start

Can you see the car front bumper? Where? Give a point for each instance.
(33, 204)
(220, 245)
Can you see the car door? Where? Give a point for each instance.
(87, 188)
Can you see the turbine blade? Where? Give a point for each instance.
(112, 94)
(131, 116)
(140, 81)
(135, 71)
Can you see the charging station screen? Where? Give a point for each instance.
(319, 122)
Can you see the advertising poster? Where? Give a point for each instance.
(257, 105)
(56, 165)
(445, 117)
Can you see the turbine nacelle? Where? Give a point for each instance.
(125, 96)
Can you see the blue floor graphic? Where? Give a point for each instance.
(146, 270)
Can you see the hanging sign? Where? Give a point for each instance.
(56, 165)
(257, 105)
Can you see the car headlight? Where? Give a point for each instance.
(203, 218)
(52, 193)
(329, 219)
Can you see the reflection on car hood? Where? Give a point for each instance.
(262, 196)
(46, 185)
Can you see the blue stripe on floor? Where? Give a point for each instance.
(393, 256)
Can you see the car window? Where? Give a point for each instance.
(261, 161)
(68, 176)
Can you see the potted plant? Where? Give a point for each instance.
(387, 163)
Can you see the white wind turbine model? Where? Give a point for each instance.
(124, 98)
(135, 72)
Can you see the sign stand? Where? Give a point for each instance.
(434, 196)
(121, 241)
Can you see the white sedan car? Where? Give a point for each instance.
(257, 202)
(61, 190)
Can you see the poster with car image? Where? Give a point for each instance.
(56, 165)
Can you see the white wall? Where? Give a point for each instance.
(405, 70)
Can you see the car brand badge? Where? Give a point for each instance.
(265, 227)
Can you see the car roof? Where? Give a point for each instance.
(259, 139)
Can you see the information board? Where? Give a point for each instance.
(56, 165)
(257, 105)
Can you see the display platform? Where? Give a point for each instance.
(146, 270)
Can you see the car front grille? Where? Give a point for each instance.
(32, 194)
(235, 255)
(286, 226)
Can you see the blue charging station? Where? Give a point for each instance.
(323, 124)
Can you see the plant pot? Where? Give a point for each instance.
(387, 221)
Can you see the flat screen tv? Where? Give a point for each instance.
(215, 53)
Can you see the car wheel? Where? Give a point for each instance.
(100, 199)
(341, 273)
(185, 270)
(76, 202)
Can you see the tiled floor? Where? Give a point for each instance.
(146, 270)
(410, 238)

end

The request: Starting at the line that contains "Can you see the plant" and ending at the end of the records, write out those lines again with the requests included, adding 41 to every coordinate in the answer points.

Finished task:
Can you see the plant pot? Where? Give a point for each instance.
(428, 262)
Can you see the flat screen tv? Where? Give a point for each instance.
(256, 94)
Can you see the car wheel? Where? Give a point for each instance.
(141, 240)
(382, 314)
(226, 311)
(117, 243)
Can you see the tiled floor? Where? Give a point for each instance.
(187, 311)
(451, 279)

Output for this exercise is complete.